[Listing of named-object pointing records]
________________________________________
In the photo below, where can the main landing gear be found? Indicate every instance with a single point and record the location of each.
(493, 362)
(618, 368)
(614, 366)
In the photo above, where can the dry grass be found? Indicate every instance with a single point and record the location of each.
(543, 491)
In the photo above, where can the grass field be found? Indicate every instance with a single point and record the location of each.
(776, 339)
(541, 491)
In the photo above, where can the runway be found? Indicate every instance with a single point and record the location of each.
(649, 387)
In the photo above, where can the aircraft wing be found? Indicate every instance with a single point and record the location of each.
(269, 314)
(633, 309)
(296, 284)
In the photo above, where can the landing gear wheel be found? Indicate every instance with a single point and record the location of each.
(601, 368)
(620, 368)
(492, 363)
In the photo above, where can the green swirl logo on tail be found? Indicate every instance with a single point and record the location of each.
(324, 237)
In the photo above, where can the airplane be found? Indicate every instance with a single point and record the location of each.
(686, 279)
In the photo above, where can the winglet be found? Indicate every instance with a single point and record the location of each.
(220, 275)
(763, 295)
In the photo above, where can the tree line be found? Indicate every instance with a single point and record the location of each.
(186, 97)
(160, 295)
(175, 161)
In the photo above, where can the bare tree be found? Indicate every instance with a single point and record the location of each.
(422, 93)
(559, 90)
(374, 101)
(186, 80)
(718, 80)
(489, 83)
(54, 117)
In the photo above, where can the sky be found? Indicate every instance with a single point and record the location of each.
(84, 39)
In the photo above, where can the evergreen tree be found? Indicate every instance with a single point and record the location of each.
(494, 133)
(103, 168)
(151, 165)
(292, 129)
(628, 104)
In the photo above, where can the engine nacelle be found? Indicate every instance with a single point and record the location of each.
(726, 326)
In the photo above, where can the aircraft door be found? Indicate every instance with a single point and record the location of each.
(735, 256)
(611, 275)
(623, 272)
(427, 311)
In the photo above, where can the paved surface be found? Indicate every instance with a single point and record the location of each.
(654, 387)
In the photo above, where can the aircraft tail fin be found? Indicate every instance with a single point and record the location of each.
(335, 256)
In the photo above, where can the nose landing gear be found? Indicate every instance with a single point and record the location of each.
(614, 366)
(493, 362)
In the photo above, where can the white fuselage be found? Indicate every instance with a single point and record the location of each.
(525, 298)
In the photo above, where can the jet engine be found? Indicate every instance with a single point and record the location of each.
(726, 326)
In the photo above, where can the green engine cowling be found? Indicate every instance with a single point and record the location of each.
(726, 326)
________________________________________
Your objective> Transcribe the listing above exactly, from the line containing "In the photo above, where can the paved" through the end of the listing.

Task response>
In the photo above, where can the paved surface be found? Indicate every instance with a single point and record the location of each.
(654, 387)
In the photo above, where can the aircraft tail fin be found? Indicate every instance with a single point and record the location of each.
(335, 256)
In the photo above, where can the nose landing gear be found? Indicate every instance with a single point and record the location of each.
(614, 366)
(493, 362)
In the photo above, where can the white fuselage be found? Indicate every instance with a single point and record the location of each.
(525, 298)
In the photo above, where can the jet engine be found? Indicate every instance with a single point and record the location of each.
(726, 326)
In the photo above, where can the green engine cowling be found? Indicate every instance with a single point and record the location of each.
(726, 326)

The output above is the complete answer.